* **ABOUT THIS EXERCISE**: Extract each line of the data and write it out again exactly.

[Stored entries]
--- START ---
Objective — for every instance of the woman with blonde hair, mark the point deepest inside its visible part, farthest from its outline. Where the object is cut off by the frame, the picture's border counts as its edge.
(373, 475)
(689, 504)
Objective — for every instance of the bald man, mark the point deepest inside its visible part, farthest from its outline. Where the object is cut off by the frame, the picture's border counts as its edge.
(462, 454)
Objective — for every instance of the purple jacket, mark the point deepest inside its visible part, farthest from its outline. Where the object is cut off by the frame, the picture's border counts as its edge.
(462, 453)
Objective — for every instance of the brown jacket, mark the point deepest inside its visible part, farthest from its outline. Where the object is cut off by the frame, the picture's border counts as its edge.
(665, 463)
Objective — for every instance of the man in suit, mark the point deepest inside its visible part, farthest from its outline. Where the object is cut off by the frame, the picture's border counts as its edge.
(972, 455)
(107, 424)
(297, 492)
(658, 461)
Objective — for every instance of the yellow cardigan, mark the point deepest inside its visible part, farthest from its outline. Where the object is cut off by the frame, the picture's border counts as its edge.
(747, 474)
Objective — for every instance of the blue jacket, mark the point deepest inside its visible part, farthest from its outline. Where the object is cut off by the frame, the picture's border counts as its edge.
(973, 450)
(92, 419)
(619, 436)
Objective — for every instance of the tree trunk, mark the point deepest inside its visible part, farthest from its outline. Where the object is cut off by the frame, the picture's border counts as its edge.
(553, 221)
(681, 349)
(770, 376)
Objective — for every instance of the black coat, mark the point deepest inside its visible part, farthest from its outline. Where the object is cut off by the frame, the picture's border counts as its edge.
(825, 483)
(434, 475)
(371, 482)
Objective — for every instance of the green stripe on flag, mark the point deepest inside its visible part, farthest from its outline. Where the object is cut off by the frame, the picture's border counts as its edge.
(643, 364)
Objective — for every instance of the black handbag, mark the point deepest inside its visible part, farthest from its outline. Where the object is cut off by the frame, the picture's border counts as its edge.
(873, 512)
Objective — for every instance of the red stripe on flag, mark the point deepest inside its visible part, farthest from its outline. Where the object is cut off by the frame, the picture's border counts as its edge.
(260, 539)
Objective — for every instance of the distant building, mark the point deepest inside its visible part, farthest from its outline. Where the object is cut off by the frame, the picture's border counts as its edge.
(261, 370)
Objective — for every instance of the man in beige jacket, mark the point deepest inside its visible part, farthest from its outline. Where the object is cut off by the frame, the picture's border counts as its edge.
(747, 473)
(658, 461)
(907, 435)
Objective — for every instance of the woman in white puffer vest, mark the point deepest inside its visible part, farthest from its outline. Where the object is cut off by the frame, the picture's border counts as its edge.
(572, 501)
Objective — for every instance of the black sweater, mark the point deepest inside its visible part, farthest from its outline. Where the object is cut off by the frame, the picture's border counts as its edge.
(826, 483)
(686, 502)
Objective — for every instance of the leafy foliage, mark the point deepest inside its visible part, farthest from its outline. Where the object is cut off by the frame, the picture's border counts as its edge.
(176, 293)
--- END ---
* **FINISHED EXERCISE**:
Objective — for every instance of the woman with blonde hair, mark the point deepest inside its visible part, farthest from its outline. Where the object is cut off by the frame, the picture's border counts as its edge.
(373, 475)
(689, 504)
Objective — for every instance of the bald man, mark the point deepest inside its visible part, farthest from its outline. Where the object is cut off by the frame, the picture's border counts as its edge.
(462, 454)
Objective — for every instance of the purple jacket, mark the point deepest inside its visible part, farthest from its outline. Where the object is cut off by the frame, the picture's border counts as its edge.
(462, 453)
Objective — for every instance of the brown jacket, mark the point deepest inside its visible part, farthest from its outline. Where the object is cut off by the frame, the picture's border counts as its edge.
(665, 463)
Objective — for every instance of the man in suit, mark the point deepest inside its visible part, farthest from its outline. Where the object is cut off by the frame, the picture's border counts as its edge.
(972, 455)
(107, 424)
(297, 492)
(658, 461)
Objective — for every instance of the yellow cardigan, mark the point deepest inside its visible part, farthest from its outline. Where the object is cut off by the frame, the picture's border counts as its edge.
(747, 474)
Objective — for every instance of the blue jacket, mark the point deepest inside its visible part, farthest from its outline. Where the object is cut off by the frame, the picture's border counts as its edge.
(973, 450)
(92, 419)
(619, 436)
Objective — for every instance of the tree trunk, mark the point deepest inside its visible part, farthest from its outline. Where the object is cut off by the frame, the picture's border counts as its edge.
(553, 221)
(681, 349)
(770, 376)
Objective — for every instance of the black coat, mark the point deepest inside its visible part, farthest from its outline. Where the object is cut off by the frame, the picture's border counts as its edge.
(825, 483)
(434, 475)
(371, 482)
Objective — for every instance of the green stripe on flag, mark the point deepest inside its visible part, farthest from its outline. Where the object is cut off by the frame, the picture's border counts as its edge.
(643, 364)
Objective — for every instance of the black handbag, mark the point deepest inside its visible part, farthest from its outline. Where the object is cut off by the frame, the picture's border counts as its edge.
(873, 512)
Objective — for every instance of the red stripe on flag, mark the point deepest inside its visible part, farthest from its outline. Where the object is cut off by the frame, the picture's border counts as its edge.
(260, 539)
Objective — for every instance of the distant building, mark the point deepest inside its visible part, farthest from its outline. Where the object is cut off by the frame, the picture's border counts as its edge.
(261, 370)
Objective — for every instance of the man in beige jacket, mark the point deepest inside its visible part, farthest from its outline. Where the object is cut off by the frame, the picture's border counts as its edge.
(747, 473)
(658, 461)
(907, 435)
Objective — for every instance of the woman in white puffer vest, mark the point deepest inside its visible part, farthest from its outline. Where the object is cut off by the frame, the picture's border counts as its edge.
(572, 501)
Objective — for every instance of the black sweater, mark the point deepest inside its visible part, farthest from its outline. Where the object is cut off by the frame, the picture's border counts as its edge.
(826, 483)
(686, 502)
Objective — for every instance of the leafy foliage, mark the point deepest inside its visible part, farthest from its outline. Where the object is cut off by the frame, the picture's border counts as its edge.
(176, 293)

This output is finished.